### Text
________
Help with the query and index.

  • I've a table which has about 15 columns, I'll just put 3 columns here in the script that we would be using in the script.

    CREATE TABLE "schema"."tblTest"

    (

    "TestId" uniqueidentifier NOT NULL ,

    "StartDateTime" datetime2 NOT NULL ,

    "EndDateTime" datetime2 NULL

    )

    TestId is PK with a clustered index. Also, there is 1 nonclustered index on StartDateTime. No index is present on Enddatetime.

    The query I need to rewrite\optimise is like this:

    SELECT TOP (500) test.[TestId]

    FROM tblTest as test

    WHERE COALESCE(test.EndDateTime, test.StartDateTime) < @Date;

    The table will have about 1 million records, and about 1/16th (about 6-7%) of that would be part of the output at any given time. Right now this query does clustered index scan. I would like it to do seeks instead.

    Solutions I tried:

    1) Add a computed column with definition: (case when EndDateTime is not null then EndDateTime Else StartDateTime End) and have an index on this. This works perfect but I cannot use this because we use microsoft sync framework that does not like computed columns.

    2) Indexed view with computed column. Again, we cannot use this as we need to support SQLExpress.

    3) Completely re-write the query by splitting it into 2 queries and union the 2 results. Create 2 separate indexes on enddatetime and startdatetime. This seems little overkill maybe.

    ;with cte as

    (SELECT test.[TestId]

    FROM schema.tblTest as test

    WHERE test.EndDateTime < @Date

    union all

    SELECT test.[TestId]

    FROM schema.tblTest as test

    WHERE test.EndDateTime is null and test.StartDateTime < @Date)

    select top 500 testid from cte

    Any help on finding a better solution would be appreciated.

    Thanks in advance.

  • Why not just split the two conditions? No need for a cte here.

    SELECT TOP (500) test.[TestId]

    FROM tblTest as test

    WHERE test.EndDateTime < @Date OR test.StartDateTime < @Date;

    The next question is, which 500 rows do you want? Do you care? Is it ok if the order changes randomly? Unless you add an order by to this query you have no way of knowing which 500 rows it will return.
________
Saved data entries:

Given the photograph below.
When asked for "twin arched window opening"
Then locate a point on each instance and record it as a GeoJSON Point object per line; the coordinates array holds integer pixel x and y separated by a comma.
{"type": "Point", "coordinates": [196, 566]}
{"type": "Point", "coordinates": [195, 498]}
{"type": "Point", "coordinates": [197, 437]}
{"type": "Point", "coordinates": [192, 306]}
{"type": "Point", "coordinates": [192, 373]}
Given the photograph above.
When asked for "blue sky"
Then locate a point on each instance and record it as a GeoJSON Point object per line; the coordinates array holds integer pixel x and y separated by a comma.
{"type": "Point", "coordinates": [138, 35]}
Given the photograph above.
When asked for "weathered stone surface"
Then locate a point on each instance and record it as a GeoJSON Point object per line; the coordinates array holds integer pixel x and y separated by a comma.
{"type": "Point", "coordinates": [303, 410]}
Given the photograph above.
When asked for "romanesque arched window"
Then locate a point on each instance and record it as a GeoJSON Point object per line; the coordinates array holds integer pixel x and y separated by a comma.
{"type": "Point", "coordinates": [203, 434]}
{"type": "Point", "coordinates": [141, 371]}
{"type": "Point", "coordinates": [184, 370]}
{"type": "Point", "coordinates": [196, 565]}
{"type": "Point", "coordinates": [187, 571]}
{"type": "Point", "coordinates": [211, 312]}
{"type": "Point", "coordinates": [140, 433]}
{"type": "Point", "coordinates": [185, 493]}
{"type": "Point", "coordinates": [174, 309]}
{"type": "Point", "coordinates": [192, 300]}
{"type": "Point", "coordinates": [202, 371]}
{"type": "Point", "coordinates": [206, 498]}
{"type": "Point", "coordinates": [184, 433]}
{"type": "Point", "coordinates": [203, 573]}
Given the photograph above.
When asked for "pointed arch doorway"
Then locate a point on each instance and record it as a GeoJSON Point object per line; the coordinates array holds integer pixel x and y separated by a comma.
________
### Instructions
1. Retype the passage from the forum thread, beginning at the words "WHERE test.EndDateTime is" and stopping after "would be appreciated.".
2. In the forum thread, what prevents the original poster from using the computed column solution?

### List of solutions
1.
WHERE test.EndDateTime is null and test.StartDateTime < @Date)

    select top 500 testid from cte

    Any help on finding a better solution would be appreciated.

2. They use Microsoft Sync Framework, which does not like computed columns.